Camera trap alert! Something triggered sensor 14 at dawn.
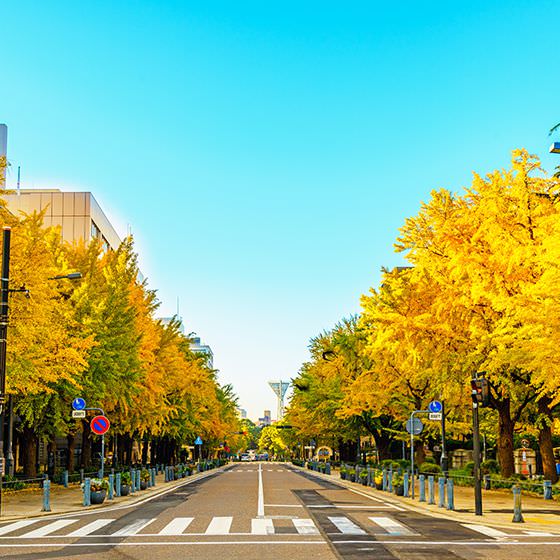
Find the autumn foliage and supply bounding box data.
[288,150,560,480]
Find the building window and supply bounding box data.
[91,220,101,240]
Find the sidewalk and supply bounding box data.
[0,468,220,521]
[301,466,560,534]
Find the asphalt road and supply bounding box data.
[0,463,558,560]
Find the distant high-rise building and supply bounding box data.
[258,410,272,426]
[189,336,214,368]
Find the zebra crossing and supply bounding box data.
[0,514,414,539]
[0,515,555,540]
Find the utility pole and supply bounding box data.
[0,227,11,515]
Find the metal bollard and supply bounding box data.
[367,467,372,487]
[80,468,84,483]
[382,469,387,491]
[403,472,409,497]
[419,474,426,502]
[108,473,114,500]
[446,478,454,510]
[512,485,524,523]
[438,477,446,508]
[388,471,393,493]
[326,463,331,475]
[428,475,435,505]
[63,470,69,488]
[484,474,491,490]
[151,468,156,487]
[42,479,51,512]
[136,469,141,490]
[130,470,136,493]
[116,472,121,497]
[544,480,553,500]
[83,477,91,507]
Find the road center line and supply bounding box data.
[258,463,265,517]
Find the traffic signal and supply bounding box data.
[471,377,489,407]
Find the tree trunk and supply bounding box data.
[414,439,426,465]
[21,426,37,477]
[81,420,92,467]
[141,437,149,465]
[67,434,75,472]
[496,399,515,478]
[537,398,558,483]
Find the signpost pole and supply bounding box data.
[440,401,448,473]
[410,412,415,499]
[100,435,105,479]
[472,400,482,515]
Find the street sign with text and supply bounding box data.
[72,410,86,419]
[428,412,442,421]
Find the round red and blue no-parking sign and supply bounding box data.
[90,415,110,435]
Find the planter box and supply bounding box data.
[375,482,383,490]
[140,481,148,490]
[394,485,404,496]
[91,490,106,504]
[121,484,131,496]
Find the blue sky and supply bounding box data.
[2,1,560,419]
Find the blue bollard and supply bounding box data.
[108,474,114,500]
[446,478,454,510]
[389,471,393,493]
[63,470,69,488]
[438,477,446,508]
[382,469,387,491]
[326,463,331,475]
[42,479,51,512]
[428,475,435,505]
[116,472,121,497]
[513,485,524,523]
[403,472,409,497]
[130,470,136,493]
[136,469,141,490]
[151,468,156,487]
[419,474,426,502]
[83,478,91,507]
[544,480,553,500]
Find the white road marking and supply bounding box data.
[257,463,265,517]
[205,516,233,535]
[0,520,40,535]
[265,504,303,508]
[308,505,395,509]
[328,516,366,535]
[67,519,114,536]
[23,520,78,538]
[462,524,509,538]
[158,517,194,535]
[293,519,320,535]
[524,531,554,536]
[112,518,156,536]
[368,516,416,535]
[251,518,274,535]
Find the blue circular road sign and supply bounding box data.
[72,398,86,411]
[428,400,443,413]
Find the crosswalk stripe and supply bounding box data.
[292,519,319,535]
[158,517,194,535]
[205,516,233,535]
[112,518,156,536]
[462,524,508,538]
[23,520,78,538]
[67,519,114,537]
[251,518,274,535]
[0,520,41,536]
[524,531,554,536]
[368,516,415,535]
[328,516,366,535]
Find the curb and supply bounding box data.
[294,465,560,535]
[0,465,234,522]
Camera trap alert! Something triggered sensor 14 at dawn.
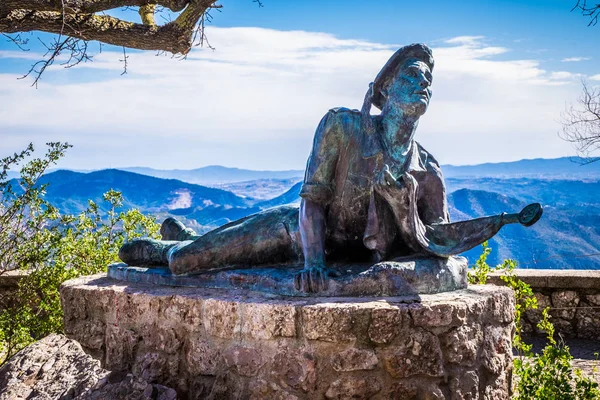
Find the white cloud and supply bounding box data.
[0,29,582,170]
[0,50,46,61]
[561,57,590,62]
[590,74,600,81]
[444,36,485,46]
[549,71,581,80]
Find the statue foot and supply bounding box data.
[294,266,339,293]
[119,238,176,266]
[518,203,543,227]
[160,217,198,241]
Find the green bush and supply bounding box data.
[469,242,600,399]
[0,143,160,364]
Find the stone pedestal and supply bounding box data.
[60,275,515,400]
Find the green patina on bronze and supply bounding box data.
[118,43,543,295]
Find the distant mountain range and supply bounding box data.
[442,157,600,179]
[120,166,305,185]
[4,156,600,269]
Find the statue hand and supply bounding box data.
[374,164,404,200]
[294,266,331,293]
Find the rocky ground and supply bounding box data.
[1,334,598,399]
[0,334,177,400]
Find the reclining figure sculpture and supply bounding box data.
[119,43,542,293]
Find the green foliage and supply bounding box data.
[0,143,160,364]
[467,240,492,284]
[470,243,600,399]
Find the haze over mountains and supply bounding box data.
[88,156,600,185]
[6,157,600,269]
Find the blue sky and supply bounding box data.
[0,0,599,170]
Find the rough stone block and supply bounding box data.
[202,299,240,339]
[523,292,550,325]
[551,290,580,320]
[441,324,483,365]
[270,348,316,392]
[60,275,514,399]
[575,305,600,340]
[382,328,445,378]
[331,348,378,371]
[223,345,265,377]
[325,377,382,399]
[301,304,358,342]
[368,306,404,344]
[185,338,222,376]
[241,301,296,339]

= = = =

> Aim of the exercise:
Copy the listing exactly. Any image in it stays out of the copy.

> Solution for this task:
Camera trap alert! Something triggered sensor 14 at dawn.
Find the autumn foliage and supply bounding box data.
[288,150,560,480]
Find the building window and supply bounding box data.
[91,220,101,240]
Find the sidewalk and supply bounding box data.
[0,468,220,521]
[301,466,560,534]
Find the asphalt road and supply bounding box data.
[0,463,558,560]
Find the distant high-rise building and supply bounding box data.
[258,410,272,426]
[189,336,214,368]
Find the zebra crossing and supply bounding box data.
[0,514,414,539]
[0,515,555,540]
Find the utility pole and supply bounding box data.
[0,227,11,515]
Find the metal bollard and supply bounding box data.
[367,467,372,487]
[80,468,84,483]
[382,469,387,491]
[403,472,409,497]
[419,474,426,502]
[108,473,114,500]
[446,478,454,510]
[512,485,524,523]
[438,477,446,508]
[388,471,393,493]
[326,463,331,475]
[428,475,435,505]
[63,470,69,488]
[484,474,491,490]
[151,468,156,487]
[42,479,51,512]
[136,469,141,490]
[130,470,136,493]
[116,472,121,497]
[544,480,553,500]
[83,477,91,507]
Find the road center line and supply bounding box data.
[258,463,265,517]
Find the traffic signal and supply bounding box data.
[471,377,489,407]
Find the tree trunk and supply bounding box data.
[414,439,426,465]
[21,426,37,477]
[81,420,92,467]
[141,437,149,465]
[67,434,75,472]
[496,399,515,478]
[537,398,558,483]
Find the signpost pole and supply bounding box data.
[440,401,448,473]
[410,412,415,499]
[100,435,105,479]
[472,400,482,515]
Find the street sign with text and supply bounding box data.
[72,410,86,419]
[428,412,442,421]
Find the round red and blue no-parking sign and supply bounding box data.
[90,415,110,435]
Find the planter box and supply bounding box data.
[375,482,383,490]
[140,481,148,490]
[394,485,404,496]
[91,490,106,504]
[121,484,131,496]
Find the blue sky and supply bounding box data.
[2,1,560,419]
Find the blue bollard and supply bounding box data.
[108,474,114,500]
[446,478,454,510]
[389,471,393,493]
[63,470,69,488]
[438,477,446,508]
[382,469,387,491]
[326,463,331,475]
[42,479,51,512]
[428,475,435,505]
[116,472,121,497]
[513,485,524,523]
[403,472,409,497]
[130,470,136,493]
[136,469,141,490]
[151,468,156,487]
[419,474,426,502]
[83,478,91,507]
[544,480,553,500]
Find the white road marking and supply bounding box data.
[257,463,265,517]
[205,516,233,535]
[0,520,40,535]
[265,504,303,508]
[308,505,395,509]
[328,516,366,535]
[67,519,114,536]
[23,520,78,538]
[462,524,509,538]
[158,517,194,535]
[293,519,320,535]
[524,531,554,536]
[112,518,156,536]
[368,516,416,535]
[251,518,274,535]
Find the blue circular road sign and supply bounding box data.
[72,398,86,411]
[428,400,443,413]
Find the crosswalk stripe and supply bounding box data.
[292,519,319,535]
[158,517,194,535]
[205,516,233,535]
[112,518,156,536]
[462,524,508,538]
[23,520,78,538]
[67,519,114,537]
[251,518,274,535]
[0,520,41,536]
[524,531,554,536]
[368,516,415,535]
[328,516,366,535]
Find the curb and supply bounding box data.
[294,465,560,535]
[0,465,234,522]
Camera trap alert! Something triggered sensor 14 at dawn.
Find the white cloud and supply bounding box data.
[0,29,582,170]
[0,50,46,61]
[561,57,590,62]
[590,74,600,81]
[444,36,485,46]
[549,71,581,80]
Find the statue foot and supply bounding box data.
[294,266,339,293]
[119,238,176,266]
[518,203,543,227]
[160,217,198,241]
Find the green bush and supply bounding box data.
[469,242,600,399]
[0,143,160,364]
Find the stone pedestal and supply bounding box data.
[60,275,515,400]
Find the green patina on bronze and supply bounding box data.
[118,43,543,295]
Find the distant mountain range and supply bounding box data.
[442,157,600,179]
[120,166,305,185]
[4,156,600,269]
Find the statue hand and supply bounding box data.
[374,164,404,200]
[294,266,331,293]
Find the rocky ground and supply bounding box data.
[1,334,598,399]
[0,334,177,400]
Find the reclining figure sculpture and supply bounding box data.
[119,43,542,293]
Find the green foliage and supply bounding box data.
[0,143,160,364]
[467,240,492,284]
[470,243,600,399]
Find the haze over mountains and supply bounding box data.
[88,156,600,185]
[6,157,600,269]
Find the blue sky and supply bounding box data.
[0,0,599,170]
Find the rough stone block and supply bounding box data.
[202,299,240,339]
[523,292,550,325]
[551,290,580,320]
[441,324,483,365]
[270,348,316,392]
[60,275,514,399]
[575,305,600,340]
[382,328,445,378]
[331,348,378,371]
[223,345,265,377]
[325,377,382,399]
[301,304,358,342]
[368,306,404,344]
[185,338,222,376]
[241,301,296,339]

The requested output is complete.